§ Task objective: Put the lines of the records below, from the line with "For automation purposes, where is the toaster" to the line with "[499,188,529,296]", both included, into a numbered list, leaving out blank lines and giving nothing else.

§ Information supplied:
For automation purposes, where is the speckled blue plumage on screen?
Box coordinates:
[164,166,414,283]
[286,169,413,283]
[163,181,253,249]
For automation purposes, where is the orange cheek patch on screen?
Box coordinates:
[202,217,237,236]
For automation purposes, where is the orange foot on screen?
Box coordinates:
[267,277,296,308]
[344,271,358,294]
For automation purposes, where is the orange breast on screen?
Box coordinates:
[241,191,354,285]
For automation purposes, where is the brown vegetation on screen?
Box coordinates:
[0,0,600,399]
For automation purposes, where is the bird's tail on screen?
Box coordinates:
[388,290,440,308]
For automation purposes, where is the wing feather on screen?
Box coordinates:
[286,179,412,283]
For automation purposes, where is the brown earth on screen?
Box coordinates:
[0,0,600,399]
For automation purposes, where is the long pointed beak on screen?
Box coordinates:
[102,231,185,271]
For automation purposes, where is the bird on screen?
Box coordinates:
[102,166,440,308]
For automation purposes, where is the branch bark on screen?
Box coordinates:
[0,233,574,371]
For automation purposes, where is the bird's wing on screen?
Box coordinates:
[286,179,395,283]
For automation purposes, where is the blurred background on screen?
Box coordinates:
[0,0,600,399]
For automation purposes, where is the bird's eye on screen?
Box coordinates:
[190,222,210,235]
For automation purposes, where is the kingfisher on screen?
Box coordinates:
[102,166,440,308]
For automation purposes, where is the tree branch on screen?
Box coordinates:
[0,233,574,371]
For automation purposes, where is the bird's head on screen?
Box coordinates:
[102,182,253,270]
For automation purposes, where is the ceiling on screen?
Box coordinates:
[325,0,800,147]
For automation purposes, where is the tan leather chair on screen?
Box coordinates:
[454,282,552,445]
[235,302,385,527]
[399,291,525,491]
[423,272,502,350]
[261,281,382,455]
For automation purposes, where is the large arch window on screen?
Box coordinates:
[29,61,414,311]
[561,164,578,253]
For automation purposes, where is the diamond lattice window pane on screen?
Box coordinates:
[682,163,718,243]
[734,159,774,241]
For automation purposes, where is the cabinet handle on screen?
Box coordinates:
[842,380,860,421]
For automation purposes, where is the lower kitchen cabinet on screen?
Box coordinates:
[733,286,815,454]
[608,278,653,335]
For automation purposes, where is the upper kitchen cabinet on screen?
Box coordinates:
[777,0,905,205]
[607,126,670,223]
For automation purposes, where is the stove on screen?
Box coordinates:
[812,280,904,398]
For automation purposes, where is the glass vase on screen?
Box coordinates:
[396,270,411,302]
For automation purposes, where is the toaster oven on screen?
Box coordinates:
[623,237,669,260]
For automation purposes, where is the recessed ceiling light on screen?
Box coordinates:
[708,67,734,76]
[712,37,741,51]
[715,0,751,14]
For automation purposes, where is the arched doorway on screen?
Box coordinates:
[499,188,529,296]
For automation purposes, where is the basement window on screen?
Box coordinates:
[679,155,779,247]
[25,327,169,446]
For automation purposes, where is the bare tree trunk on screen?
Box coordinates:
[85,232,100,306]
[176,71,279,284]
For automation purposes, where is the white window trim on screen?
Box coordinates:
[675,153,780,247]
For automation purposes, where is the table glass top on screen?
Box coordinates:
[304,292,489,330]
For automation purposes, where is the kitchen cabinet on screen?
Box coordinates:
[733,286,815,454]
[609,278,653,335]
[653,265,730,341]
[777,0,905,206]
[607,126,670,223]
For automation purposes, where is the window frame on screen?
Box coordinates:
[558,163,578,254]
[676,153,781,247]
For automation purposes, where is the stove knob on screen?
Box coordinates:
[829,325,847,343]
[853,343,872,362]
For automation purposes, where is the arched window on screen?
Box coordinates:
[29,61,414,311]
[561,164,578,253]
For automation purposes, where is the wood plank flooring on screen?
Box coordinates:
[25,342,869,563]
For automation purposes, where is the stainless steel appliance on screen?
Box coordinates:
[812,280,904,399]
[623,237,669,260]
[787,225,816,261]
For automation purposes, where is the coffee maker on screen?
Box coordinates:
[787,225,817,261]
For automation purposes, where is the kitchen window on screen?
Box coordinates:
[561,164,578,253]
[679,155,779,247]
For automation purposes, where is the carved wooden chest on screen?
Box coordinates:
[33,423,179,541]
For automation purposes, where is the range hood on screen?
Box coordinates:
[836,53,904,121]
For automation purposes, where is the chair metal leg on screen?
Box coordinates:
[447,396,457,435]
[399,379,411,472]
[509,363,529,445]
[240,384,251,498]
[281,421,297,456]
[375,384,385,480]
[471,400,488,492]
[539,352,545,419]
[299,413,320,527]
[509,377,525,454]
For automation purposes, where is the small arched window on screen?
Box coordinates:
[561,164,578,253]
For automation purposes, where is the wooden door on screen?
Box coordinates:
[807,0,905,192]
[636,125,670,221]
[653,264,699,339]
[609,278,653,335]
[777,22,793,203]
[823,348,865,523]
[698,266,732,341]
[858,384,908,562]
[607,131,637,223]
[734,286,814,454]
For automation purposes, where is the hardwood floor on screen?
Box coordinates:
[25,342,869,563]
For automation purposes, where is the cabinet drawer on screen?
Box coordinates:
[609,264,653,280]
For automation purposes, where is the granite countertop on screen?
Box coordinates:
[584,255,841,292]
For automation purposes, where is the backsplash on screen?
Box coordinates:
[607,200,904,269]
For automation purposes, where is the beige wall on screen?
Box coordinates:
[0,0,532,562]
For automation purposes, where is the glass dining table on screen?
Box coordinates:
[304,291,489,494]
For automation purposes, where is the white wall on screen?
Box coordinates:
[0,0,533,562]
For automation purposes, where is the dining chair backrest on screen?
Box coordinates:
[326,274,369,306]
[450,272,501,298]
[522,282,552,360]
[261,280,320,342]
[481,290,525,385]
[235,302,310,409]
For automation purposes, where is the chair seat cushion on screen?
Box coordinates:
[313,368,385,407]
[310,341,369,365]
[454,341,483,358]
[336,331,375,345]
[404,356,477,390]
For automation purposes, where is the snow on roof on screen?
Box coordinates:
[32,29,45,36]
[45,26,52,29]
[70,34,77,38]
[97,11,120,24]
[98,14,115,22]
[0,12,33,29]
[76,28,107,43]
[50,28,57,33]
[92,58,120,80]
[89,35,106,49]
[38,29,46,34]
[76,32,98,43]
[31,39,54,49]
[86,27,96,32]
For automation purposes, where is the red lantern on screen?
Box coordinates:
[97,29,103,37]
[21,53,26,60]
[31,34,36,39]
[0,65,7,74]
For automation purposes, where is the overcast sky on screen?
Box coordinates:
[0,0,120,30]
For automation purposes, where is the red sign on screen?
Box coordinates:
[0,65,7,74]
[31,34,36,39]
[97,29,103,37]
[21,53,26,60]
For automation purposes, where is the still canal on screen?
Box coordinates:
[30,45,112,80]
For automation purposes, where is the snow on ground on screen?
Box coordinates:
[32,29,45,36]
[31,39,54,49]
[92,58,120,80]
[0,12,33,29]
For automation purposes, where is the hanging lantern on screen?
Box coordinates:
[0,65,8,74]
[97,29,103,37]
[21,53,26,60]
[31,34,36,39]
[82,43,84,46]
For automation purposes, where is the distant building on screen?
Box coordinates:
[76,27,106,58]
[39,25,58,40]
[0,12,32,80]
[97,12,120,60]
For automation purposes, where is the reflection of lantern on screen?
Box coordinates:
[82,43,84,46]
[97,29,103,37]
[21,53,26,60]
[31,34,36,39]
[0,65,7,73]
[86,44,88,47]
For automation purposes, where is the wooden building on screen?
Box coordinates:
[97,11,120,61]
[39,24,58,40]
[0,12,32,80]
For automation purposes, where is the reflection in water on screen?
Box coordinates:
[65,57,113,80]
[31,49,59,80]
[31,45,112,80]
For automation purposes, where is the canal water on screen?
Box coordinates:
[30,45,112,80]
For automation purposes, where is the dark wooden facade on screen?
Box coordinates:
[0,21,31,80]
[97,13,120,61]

§ Worked solution:
1. For automation purposes, where is the toaster oven on screen?
2. Box coordinates:
3. [623,237,669,260]
4. For automation purposes, where is the recessed ceiling light on screen?
5. Box coordinates:
6. [708,67,734,76]
7. [712,37,741,51]
8. [715,0,751,14]
9. For automation purposes, where is the arched doorway on screen?
10. Box coordinates:
11. [499,188,529,296]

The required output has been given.